__Dataset records__.
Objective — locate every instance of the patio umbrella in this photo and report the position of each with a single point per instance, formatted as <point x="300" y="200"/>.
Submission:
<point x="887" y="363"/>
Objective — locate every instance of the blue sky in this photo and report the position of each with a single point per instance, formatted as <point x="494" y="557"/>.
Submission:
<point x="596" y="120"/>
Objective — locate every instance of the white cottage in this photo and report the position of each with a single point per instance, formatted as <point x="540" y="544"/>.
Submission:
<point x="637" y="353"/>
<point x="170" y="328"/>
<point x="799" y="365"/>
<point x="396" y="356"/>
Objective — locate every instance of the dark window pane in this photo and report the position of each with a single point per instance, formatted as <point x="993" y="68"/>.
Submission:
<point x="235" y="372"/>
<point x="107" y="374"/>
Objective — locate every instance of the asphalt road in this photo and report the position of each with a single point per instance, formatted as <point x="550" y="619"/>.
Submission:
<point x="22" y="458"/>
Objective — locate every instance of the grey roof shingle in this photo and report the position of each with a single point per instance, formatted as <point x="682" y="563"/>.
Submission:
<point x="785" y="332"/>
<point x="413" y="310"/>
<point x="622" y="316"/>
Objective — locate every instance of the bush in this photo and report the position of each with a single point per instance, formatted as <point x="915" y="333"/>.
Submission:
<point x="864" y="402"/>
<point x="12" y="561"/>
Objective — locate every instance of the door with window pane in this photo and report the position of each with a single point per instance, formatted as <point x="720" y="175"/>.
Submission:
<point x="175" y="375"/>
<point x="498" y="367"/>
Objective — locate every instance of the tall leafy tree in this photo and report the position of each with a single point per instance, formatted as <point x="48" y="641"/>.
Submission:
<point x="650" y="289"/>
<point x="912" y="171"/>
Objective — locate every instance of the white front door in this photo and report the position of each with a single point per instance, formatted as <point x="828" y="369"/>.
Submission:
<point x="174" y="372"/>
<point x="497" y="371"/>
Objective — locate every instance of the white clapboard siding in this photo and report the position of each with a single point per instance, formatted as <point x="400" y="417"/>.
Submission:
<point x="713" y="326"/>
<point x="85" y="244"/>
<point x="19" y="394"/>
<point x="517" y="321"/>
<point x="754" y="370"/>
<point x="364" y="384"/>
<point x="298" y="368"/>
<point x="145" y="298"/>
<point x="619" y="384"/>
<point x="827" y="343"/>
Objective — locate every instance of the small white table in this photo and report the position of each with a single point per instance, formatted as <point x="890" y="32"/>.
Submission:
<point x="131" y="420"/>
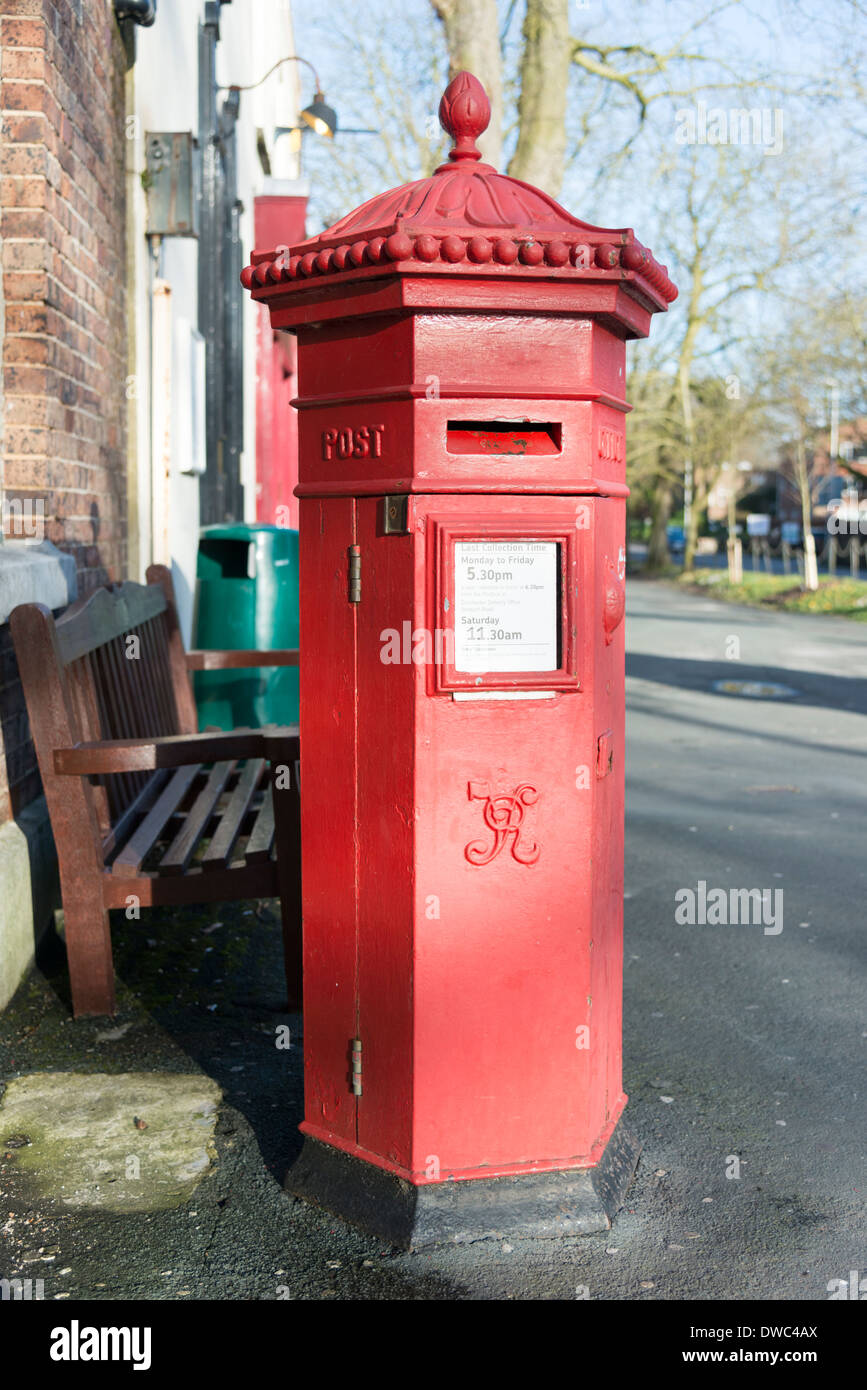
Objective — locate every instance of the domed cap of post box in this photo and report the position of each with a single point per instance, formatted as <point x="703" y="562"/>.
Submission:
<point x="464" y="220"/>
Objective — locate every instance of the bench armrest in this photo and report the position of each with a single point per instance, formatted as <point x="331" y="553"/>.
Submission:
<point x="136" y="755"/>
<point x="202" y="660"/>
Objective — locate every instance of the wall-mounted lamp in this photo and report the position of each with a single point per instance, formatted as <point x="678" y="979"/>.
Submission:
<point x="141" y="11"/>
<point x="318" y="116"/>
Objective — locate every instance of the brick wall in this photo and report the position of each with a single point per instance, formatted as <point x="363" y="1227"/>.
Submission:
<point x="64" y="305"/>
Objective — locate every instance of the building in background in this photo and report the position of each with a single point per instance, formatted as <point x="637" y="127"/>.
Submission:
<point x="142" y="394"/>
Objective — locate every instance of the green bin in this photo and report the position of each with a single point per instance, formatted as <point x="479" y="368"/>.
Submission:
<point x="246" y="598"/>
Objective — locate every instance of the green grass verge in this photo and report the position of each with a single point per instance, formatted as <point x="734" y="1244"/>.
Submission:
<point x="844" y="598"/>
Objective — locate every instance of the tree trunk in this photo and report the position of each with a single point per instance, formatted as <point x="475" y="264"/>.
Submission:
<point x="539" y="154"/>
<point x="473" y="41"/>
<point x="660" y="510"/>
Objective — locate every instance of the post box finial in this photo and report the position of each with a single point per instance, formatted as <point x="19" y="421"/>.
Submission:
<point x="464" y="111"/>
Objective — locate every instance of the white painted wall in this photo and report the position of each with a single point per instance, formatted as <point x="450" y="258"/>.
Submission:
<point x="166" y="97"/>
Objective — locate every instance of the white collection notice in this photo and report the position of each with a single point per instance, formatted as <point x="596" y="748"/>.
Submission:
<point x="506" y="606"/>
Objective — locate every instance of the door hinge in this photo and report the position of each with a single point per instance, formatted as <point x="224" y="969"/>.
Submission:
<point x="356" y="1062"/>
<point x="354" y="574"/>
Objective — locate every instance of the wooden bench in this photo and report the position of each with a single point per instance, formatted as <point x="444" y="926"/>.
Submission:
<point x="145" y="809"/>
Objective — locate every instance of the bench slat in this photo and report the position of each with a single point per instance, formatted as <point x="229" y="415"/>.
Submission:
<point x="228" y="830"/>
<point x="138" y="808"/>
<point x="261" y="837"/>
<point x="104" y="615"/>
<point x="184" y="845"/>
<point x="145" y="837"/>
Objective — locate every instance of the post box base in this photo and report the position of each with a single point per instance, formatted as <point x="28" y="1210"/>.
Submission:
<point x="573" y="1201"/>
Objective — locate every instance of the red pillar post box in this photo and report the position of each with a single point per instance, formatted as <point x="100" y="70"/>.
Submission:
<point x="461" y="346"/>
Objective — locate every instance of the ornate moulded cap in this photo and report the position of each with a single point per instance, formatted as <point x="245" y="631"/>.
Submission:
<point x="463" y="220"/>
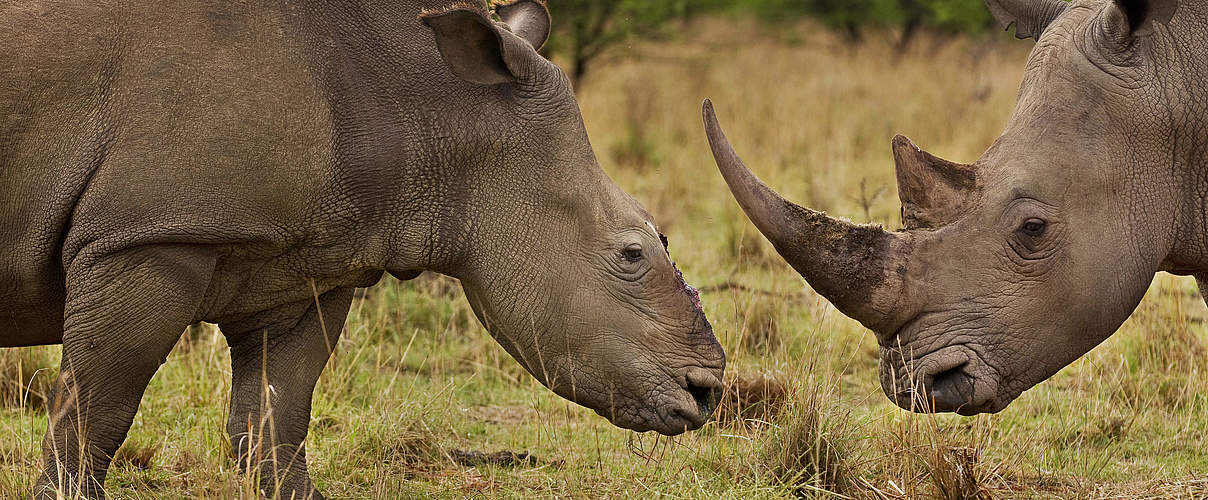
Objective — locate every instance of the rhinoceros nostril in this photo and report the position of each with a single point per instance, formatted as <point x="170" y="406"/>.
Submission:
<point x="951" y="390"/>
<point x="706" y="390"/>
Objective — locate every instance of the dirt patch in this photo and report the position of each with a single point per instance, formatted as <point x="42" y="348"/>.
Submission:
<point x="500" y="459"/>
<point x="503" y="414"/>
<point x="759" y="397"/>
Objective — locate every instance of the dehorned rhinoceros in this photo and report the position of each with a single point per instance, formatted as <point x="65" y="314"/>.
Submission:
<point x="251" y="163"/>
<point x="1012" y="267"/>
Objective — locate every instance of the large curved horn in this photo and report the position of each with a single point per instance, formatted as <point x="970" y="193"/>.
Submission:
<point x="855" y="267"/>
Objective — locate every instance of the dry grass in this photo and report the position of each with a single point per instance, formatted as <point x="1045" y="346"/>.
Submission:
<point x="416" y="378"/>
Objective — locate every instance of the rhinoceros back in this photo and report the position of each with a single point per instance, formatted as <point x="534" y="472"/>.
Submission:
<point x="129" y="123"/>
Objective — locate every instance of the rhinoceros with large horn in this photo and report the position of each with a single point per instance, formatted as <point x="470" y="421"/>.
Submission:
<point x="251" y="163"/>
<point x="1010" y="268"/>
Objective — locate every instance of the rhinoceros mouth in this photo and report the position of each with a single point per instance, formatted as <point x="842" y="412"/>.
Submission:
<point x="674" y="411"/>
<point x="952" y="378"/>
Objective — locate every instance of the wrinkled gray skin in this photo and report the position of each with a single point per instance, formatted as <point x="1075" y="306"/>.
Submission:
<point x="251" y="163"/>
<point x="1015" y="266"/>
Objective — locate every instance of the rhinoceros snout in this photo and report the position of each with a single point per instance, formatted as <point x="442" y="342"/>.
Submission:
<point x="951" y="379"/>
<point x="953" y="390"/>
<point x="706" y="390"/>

__Exercise description__. Every record is to be restated word for word, with the pictures left out.

__Solution below__.
Objective — locate every instance of the patio umbrella in this photo and report the position of each with a single point per instance, formatted as <point x="300" y="200"/>.
Submission:
<point x="887" y="363"/>
Objective — locate every instance of the blue sky in this photo and report the position of each with a single point per instance, formatted as <point x="494" y="557"/>.
Submission:
<point x="596" y="120"/>
Objective — locate every instance of the white cottage in this photo and report the position of each with a single point per instance, formatted as <point x="540" y="544"/>.
Submission:
<point x="637" y="353"/>
<point x="170" y="328"/>
<point x="799" y="365"/>
<point x="396" y="356"/>
Objective — locate every instance of the dark window pane in this photo and report the position of each with a single point per instance, formatted as <point x="993" y="68"/>.
Submission:
<point x="235" y="372"/>
<point x="107" y="374"/>
Objective — locate every instance of the asphalt road in this photo and report the position of each with a single point per instance, formatted as <point x="550" y="619"/>.
Submission:
<point x="22" y="458"/>
Objective — locate every instance of the grey roof shingle in this photo and report the position of each with a single point per instance, formatted as <point x="682" y="563"/>.
Submission:
<point x="785" y="332"/>
<point x="413" y="310"/>
<point x="622" y="316"/>
Objective — locate every instance of the bush in this photo and report the position of each with a single point per instance, formatted as <point x="915" y="333"/>.
Submission:
<point x="864" y="402"/>
<point x="12" y="561"/>
Objective — locate every instance of the door with window pane in this photo and report the position of each with a single point per instance, formatted as <point x="720" y="175"/>.
Submission:
<point x="175" y="375"/>
<point x="498" y="367"/>
Objective — locate every instance of the tall leafy tree in this photo and report the position of each with a single point per instance, formatted as <point x="48" y="641"/>.
Submission:
<point x="650" y="289"/>
<point x="912" y="171"/>
Objective — locate every instance of the white front door in this photo and report the position of each with a single point per instance, formatted as <point x="828" y="369"/>.
Submission:
<point x="174" y="372"/>
<point x="497" y="371"/>
Objective — locate every instance of the white clapboard siding in this photo and report the position of each with a single point per instance, formatted as <point x="400" y="417"/>.
Submission:
<point x="713" y="326"/>
<point x="85" y="244"/>
<point x="19" y="394"/>
<point x="517" y="321"/>
<point x="754" y="370"/>
<point x="364" y="384"/>
<point x="298" y="368"/>
<point x="145" y="298"/>
<point x="619" y="384"/>
<point x="827" y="343"/>
Objective — locate every instance of the small white table in this photo and report the position of each with a single point per instance, formatted as <point x="890" y="32"/>.
Submission:
<point x="131" y="420"/>
Objective — locate every instance of the domed cap of post box in this photo and report the position of each with a single point per instance, formatted as <point x="703" y="562"/>.
Submission:
<point x="464" y="220"/>
Objective — locate every instance of the bench armrest in this photo and report the position of each with a single point per instance, formatted as <point x="331" y="553"/>.
Submission:
<point x="136" y="755"/>
<point x="202" y="660"/>
Objective — locate every instance of the wall-mounted lamp in this photo and report the position of each with a single point per instance, formatted as <point x="678" y="979"/>.
Submission:
<point x="141" y="11"/>
<point x="318" y="116"/>
Objective — locate every instance of the brick wall in this photo and report the position of each with a single point per instance, formatted as <point x="363" y="1227"/>.
Submission:
<point x="64" y="305"/>
Objective — locate every instance of the building in background in this photo and report the position of each with a single point per instance, formatted as <point x="637" y="127"/>.
Submission:
<point x="142" y="394"/>
Objective — locate every instance of the green bin in this photo and report the position of each with a single point per instance, formatted as <point x="479" y="368"/>.
Submission:
<point x="246" y="598"/>
Objective — locate every instance of the green grass verge in this photo and report the position of each with a single point per instance, formatted as <point x="734" y="1244"/>.
Submission:
<point x="844" y="598"/>
Objective — locate every instance of the tree trunk in this photo and report the position of each with a single point per instance, formatted as <point x="475" y="264"/>.
Submission:
<point x="539" y="154"/>
<point x="473" y="41"/>
<point x="660" y="510"/>
Objective — locate every instance of the post box finial in this photo and report the position of each with a single point per instance, formatted as <point x="19" y="421"/>.
Submission:
<point x="464" y="111"/>
Objective — locate every instance of the white painted wall in this photo and report the position of each with a single point per instance, formatted as <point x="450" y="258"/>.
Submission:
<point x="166" y="97"/>
Objective — locate every instance of the white collection notice in this photo and report the position of each with a single point per instance, formatted as <point x="596" y="748"/>.
Submission:
<point x="506" y="606"/>
Objective — locate every instance of the door hinge in this photo and report the position of each with a single point per instance, formatted as <point x="224" y="969"/>.
Submission:
<point x="356" y="1062"/>
<point x="354" y="574"/>
Objective — locate every instance of the wooden bench in this photo and report the position of each with a single point per instance, formatted as <point x="444" y="926"/>.
Submission:
<point x="145" y="809"/>
Objective — locate every instance of the bench slat in this photo and report the position of each with a single point per instance, formatted as <point x="229" y="415"/>.
Submission:
<point x="228" y="830"/>
<point x="138" y="808"/>
<point x="261" y="837"/>
<point x="104" y="615"/>
<point x="184" y="845"/>
<point x="145" y="837"/>
Objective — locate every instance of the post box base in this photo and report the position of each with a single point per instance, formatted as <point x="28" y="1210"/>.
Submission:
<point x="573" y="1201"/>
Objective — locate every instance of the red pillar post box in this photo and report the position of each with a single point per instance, formatted as <point x="100" y="70"/>.
Submission:
<point x="461" y="346"/>
Objective — locate every instance of the ornate moulded cap in this photo and report the position of each with a single point per instance, formatted as <point x="245" y="631"/>.
Submission:
<point x="463" y="220"/>
Objective — locate every instance of the rhinoceros nostril in this photo and report the position of each with a single point per instance, formatted as <point x="170" y="406"/>.
Submission:
<point x="951" y="390"/>
<point x="706" y="390"/>
Objective — locate every instance of the dirt patch in this photo and report the position of each with a single point per instance, formatted as <point x="42" y="348"/>.
Submission:
<point x="500" y="459"/>
<point x="503" y="414"/>
<point x="759" y="397"/>
Objective — locate every instance of the dehorned rhinoceros in this photo and report the position of each with a single point per instance, formatted as <point x="65" y="314"/>.
Submission:
<point x="251" y="163"/>
<point x="1012" y="267"/>
Objective — locate every instance of the large curved horn in this photo and report the position of each with a single point per instance, formatted as <point x="970" y="193"/>.
Submission:
<point x="855" y="267"/>
Objective — locate every instance of the dry grass in this photo and report the position of each with a single point per instance, formatted as <point x="1045" y="346"/>.
Submission:
<point x="416" y="378"/>
Objective — locate every instance of the rhinoceros back in this photo and report the position of each with a single point per instance, formatted as <point x="534" y="472"/>.
Submission:
<point x="129" y="123"/>
Objective — locate every instance of the rhinoceros with large horn in this photo and report the position of each with a single point per instance, formatted as <point x="470" y="421"/>.
Submission:
<point x="251" y="163"/>
<point x="1010" y="268"/>
Objective — locate every instance of the rhinoceros mouth in this photo and report the position of each with a single point per instance, formatted as <point x="842" y="412"/>.
Submission:
<point x="674" y="411"/>
<point x="952" y="378"/>
Objective — locate every instance of the wrinkled gray skin in this photo and report the position of each with a single point per instance, formatted as <point x="1075" y="306"/>.
Submission:
<point x="251" y="163"/>
<point x="1015" y="266"/>
Objective — locate every instance of the rhinoceros snout in this photo and report the position of each with a single point per instance, formatted as <point x="442" y="342"/>.
Submission:
<point x="951" y="379"/>
<point x="953" y="390"/>
<point x="706" y="390"/>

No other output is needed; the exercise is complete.